» **EXERCISE**:
Look through the data below, tally the lines where "white" occurs, and write the total alone.

» **DATA FOR THIS EXERCISE**:
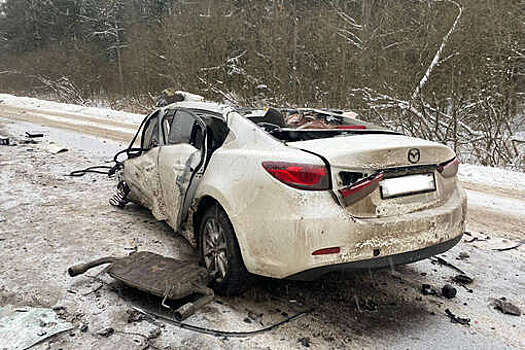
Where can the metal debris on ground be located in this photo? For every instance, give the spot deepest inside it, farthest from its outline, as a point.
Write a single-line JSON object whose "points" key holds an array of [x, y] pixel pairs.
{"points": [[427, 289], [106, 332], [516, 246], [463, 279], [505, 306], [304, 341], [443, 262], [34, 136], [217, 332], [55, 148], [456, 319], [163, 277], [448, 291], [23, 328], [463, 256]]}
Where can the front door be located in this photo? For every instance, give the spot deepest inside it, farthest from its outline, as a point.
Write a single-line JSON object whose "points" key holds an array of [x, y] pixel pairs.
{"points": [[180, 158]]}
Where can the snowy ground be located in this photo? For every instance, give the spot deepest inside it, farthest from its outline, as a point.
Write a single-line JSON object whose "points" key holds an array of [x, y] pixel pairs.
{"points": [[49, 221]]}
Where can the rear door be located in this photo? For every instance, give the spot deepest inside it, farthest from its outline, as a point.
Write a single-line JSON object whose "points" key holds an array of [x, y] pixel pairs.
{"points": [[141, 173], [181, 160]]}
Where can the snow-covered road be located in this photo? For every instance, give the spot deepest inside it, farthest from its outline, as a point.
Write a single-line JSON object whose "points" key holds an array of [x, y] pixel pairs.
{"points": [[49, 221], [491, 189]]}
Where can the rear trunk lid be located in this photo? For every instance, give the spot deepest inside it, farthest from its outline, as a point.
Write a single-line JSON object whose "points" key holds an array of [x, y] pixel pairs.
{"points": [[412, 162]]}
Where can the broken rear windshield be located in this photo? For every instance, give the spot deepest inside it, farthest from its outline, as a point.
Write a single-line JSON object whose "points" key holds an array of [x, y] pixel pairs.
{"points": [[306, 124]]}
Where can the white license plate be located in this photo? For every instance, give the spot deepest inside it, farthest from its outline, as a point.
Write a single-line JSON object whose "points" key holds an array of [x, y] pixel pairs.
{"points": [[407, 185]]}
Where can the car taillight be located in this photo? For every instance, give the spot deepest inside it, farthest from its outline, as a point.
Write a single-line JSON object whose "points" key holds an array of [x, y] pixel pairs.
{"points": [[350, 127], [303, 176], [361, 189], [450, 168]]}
==
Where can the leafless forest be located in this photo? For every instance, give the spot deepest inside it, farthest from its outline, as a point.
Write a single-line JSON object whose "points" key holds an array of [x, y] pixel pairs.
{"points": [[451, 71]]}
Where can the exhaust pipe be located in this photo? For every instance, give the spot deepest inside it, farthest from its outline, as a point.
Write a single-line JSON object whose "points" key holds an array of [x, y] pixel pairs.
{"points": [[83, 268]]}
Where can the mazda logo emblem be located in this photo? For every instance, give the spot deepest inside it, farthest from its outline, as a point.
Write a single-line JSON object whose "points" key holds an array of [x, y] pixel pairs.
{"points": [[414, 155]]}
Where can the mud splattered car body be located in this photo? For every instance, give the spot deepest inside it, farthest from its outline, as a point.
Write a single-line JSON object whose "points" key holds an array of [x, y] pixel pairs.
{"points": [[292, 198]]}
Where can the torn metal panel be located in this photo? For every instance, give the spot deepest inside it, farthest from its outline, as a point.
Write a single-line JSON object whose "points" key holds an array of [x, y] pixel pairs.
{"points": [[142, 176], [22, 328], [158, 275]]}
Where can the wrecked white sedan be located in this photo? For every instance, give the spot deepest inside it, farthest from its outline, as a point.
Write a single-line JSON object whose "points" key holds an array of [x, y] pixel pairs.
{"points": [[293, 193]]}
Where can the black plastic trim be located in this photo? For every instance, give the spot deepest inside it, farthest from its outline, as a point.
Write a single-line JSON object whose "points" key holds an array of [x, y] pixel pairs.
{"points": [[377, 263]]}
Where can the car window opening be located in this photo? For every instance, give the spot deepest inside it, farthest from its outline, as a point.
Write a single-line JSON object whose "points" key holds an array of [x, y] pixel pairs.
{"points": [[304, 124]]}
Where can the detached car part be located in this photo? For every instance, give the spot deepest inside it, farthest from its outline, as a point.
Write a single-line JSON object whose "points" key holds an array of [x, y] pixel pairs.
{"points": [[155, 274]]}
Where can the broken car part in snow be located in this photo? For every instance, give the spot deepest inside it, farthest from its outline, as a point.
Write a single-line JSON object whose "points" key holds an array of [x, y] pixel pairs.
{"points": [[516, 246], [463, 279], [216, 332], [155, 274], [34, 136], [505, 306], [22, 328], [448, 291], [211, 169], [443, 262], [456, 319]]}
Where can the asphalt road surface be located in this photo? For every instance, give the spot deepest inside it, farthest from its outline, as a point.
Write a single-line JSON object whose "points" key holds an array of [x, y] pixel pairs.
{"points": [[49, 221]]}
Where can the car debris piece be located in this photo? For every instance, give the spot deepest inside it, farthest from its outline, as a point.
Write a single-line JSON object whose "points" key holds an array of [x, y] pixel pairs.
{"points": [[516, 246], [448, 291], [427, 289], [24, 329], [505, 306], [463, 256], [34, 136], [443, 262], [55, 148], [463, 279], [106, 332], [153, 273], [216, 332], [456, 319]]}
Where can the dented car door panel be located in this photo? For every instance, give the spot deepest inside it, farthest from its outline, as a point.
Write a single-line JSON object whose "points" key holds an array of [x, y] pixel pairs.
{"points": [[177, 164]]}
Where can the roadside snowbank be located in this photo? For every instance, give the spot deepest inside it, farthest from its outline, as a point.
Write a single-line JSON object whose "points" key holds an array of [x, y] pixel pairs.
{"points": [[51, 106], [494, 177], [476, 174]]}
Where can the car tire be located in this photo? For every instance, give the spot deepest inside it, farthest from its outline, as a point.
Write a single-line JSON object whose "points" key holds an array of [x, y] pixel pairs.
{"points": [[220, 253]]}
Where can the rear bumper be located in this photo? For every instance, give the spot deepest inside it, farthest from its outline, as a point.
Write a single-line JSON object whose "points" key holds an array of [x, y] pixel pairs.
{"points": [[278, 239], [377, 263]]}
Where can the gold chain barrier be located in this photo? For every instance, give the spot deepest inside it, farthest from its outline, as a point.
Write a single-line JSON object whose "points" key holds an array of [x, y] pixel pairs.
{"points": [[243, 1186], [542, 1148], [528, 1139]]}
==
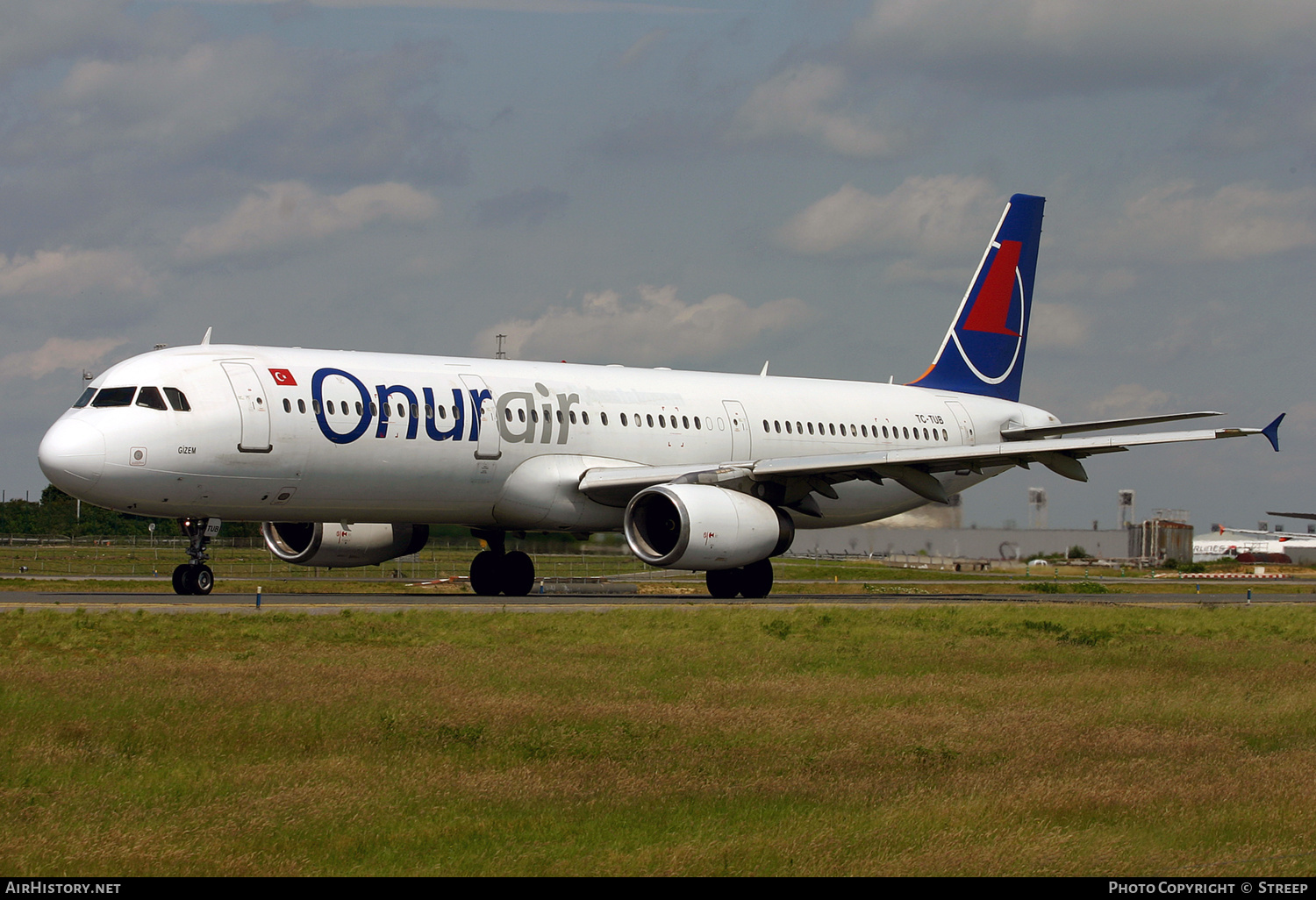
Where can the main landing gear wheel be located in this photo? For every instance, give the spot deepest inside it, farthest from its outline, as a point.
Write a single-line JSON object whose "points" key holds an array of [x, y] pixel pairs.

» **ANSWER**:
2